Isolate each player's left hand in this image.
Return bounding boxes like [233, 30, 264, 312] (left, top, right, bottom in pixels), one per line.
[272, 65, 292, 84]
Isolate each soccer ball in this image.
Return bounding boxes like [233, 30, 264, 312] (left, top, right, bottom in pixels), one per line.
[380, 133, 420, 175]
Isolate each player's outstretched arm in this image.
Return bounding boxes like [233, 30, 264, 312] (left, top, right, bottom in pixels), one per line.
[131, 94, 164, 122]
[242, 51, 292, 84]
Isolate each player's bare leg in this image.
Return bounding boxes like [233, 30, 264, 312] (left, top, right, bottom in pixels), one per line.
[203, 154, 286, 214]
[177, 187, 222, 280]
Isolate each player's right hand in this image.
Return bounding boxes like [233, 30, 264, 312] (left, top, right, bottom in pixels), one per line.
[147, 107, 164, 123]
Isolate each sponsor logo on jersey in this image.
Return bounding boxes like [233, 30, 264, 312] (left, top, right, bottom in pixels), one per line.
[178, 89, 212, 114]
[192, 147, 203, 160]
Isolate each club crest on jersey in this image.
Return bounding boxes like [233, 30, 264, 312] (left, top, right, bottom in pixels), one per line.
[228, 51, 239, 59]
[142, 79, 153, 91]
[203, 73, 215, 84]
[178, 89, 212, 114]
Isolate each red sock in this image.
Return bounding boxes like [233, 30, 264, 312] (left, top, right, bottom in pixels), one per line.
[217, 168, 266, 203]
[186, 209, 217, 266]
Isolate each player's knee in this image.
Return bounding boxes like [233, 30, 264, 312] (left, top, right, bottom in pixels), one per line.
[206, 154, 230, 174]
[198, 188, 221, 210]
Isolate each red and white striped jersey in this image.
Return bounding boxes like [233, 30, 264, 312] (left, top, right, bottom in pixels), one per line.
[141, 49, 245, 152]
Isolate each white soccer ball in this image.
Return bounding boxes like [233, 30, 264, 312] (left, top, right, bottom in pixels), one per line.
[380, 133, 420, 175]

Exercise ▸ Express all the lines above as a two-column CSV with the headers text and boxes. Give one row for each pair of lines that begins with "Isolate each". Put that pair's wording in text and the boxes that follow it in boxes, with each field in double quotes and line breaks changed to spaces.

Answer ▸
text,boxes
"Isolate each player's left hand in this image. Return bounding boxes like [233, 30, 264, 312] (left, top, right, bottom in pixels), one per line.","[272, 65, 292, 84]"
"Isolate each soccer ball in this image. Return bounding boxes like [233, 30, 264, 312] (left, top, right, bottom in pixels), one per line.","[380, 133, 420, 175]"
"Isolate each player's outstretched arm in this image. Return bounding boxes like [233, 30, 264, 312] (left, top, right, bottom in pixels), one per line.","[131, 94, 164, 122] [242, 51, 292, 84]"
"Isolate each player's bare leg in this image. Return bounding boxes like [233, 30, 264, 312] (left, top, right, bottom in pixels), one per line.","[203, 154, 286, 214] [177, 187, 222, 280]"
"Isolate each player's right hand in this image. Return bounding boxes like [233, 30, 264, 312] (left, top, right, bottom in pixels), one per line.","[147, 107, 164, 123]"
"Isolate each sponsor logo on jersey in this image. Return bounding boxes like [233, 30, 264, 312] (left, top, right, bottom in pixels), one per line.","[178, 89, 212, 114] [192, 147, 203, 160]"
"Isolate each club crest on jersey in this image. Return bounding boxes like [233, 30, 264, 312] (left, top, right, bottom in pixels), one per line.","[228, 51, 239, 59] [142, 79, 153, 91] [203, 73, 215, 84] [178, 89, 212, 114]"
"Isolate each red sock in this image. Return bounding boxes like [233, 30, 264, 312] (left, top, right, bottom in pixels), one per line.","[217, 168, 266, 203] [186, 209, 217, 266]"
"Isolate each player's knee in this image. Return bounding boxes like [233, 30, 264, 312] (left, top, right, bottom in pixels), one per line.","[206, 154, 230, 174] [198, 188, 221, 210]"
"Isolate each red and white striped jersey in this image. Return bounding boxes like [233, 30, 264, 312] (left, top, right, bottom in pixels), one per line.","[141, 49, 245, 152]"
"Isolate each white soccer ball in this image. Return bounding boxes like [233, 30, 264, 312] (left, top, right, bottom in pixels), one per line.","[380, 133, 420, 175]"